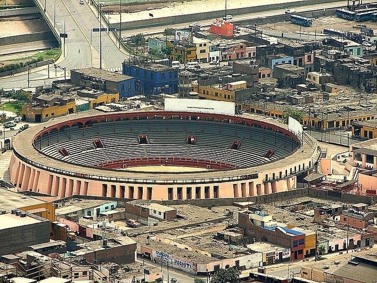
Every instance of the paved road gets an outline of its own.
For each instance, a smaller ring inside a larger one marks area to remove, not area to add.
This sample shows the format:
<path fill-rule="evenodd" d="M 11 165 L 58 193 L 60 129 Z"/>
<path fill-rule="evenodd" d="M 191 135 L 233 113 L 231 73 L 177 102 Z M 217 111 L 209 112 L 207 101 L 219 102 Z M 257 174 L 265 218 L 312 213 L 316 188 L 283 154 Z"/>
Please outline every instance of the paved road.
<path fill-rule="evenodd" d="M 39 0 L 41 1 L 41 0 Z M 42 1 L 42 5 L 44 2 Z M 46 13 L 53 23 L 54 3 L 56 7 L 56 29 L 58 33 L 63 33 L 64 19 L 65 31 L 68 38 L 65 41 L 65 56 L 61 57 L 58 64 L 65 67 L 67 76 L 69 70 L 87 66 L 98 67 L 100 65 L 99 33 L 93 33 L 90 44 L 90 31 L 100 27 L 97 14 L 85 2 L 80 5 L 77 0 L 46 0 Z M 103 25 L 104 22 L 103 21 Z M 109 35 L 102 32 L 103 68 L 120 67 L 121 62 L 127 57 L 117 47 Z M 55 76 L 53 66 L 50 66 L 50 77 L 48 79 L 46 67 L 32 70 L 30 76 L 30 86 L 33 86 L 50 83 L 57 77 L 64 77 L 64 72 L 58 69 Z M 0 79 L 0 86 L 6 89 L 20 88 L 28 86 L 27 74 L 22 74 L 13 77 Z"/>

::::::

● **Your goal**
Copy out the text of every item above, changing "paved road" to "sidewalk" and leaving everything else unchanged. Omit the pictures.

● **Solution for this problem**
Every instance of the sidewalk gets an outline of its own.
For each instance, a smaller ring inside a larger one marks area to remove, not area to add.
This sample shows the format:
<path fill-rule="evenodd" d="M 11 165 L 58 193 L 60 129 Z"/>
<path fill-rule="evenodd" d="M 191 135 L 233 113 L 231 73 L 177 102 Z M 217 111 L 209 112 L 207 101 L 219 102 Z M 257 174 L 265 218 L 312 213 L 316 188 L 283 154 Z"/>
Please outline every instance of the sidewalk.
<path fill-rule="evenodd" d="M 39 0 L 41 1 L 41 0 Z M 42 1 L 42 5 L 44 2 Z M 46 13 L 53 23 L 54 3 L 56 7 L 56 29 L 58 33 L 63 33 L 64 19 L 65 31 L 68 38 L 65 41 L 65 56 L 61 57 L 58 64 L 65 67 L 67 76 L 69 70 L 87 66 L 98 67 L 100 65 L 99 33 L 93 33 L 90 44 L 90 31 L 100 27 L 97 14 L 85 2 L 80 5 L 77 0 L 46 0 Z M 103 25 L 104 22 L 103 21 Z M 109 35 L 102 32 L 103 68 L 120 67 L 121 62 L 127 57 L 117 47 Z M 55 76 L 53 66 L 50 66 L 50 77 L 48 79 L 46 67 L 32 70 L 30 76 L 30 86 L 33 86 L 50 83 L 57 77 L 64 77 L 64 72 L 58 69 Z M 0 79 L 0 86 L 6 89 L 20 88 L 28 86 L 27 74 L 22 74 L 13 77 Z"/>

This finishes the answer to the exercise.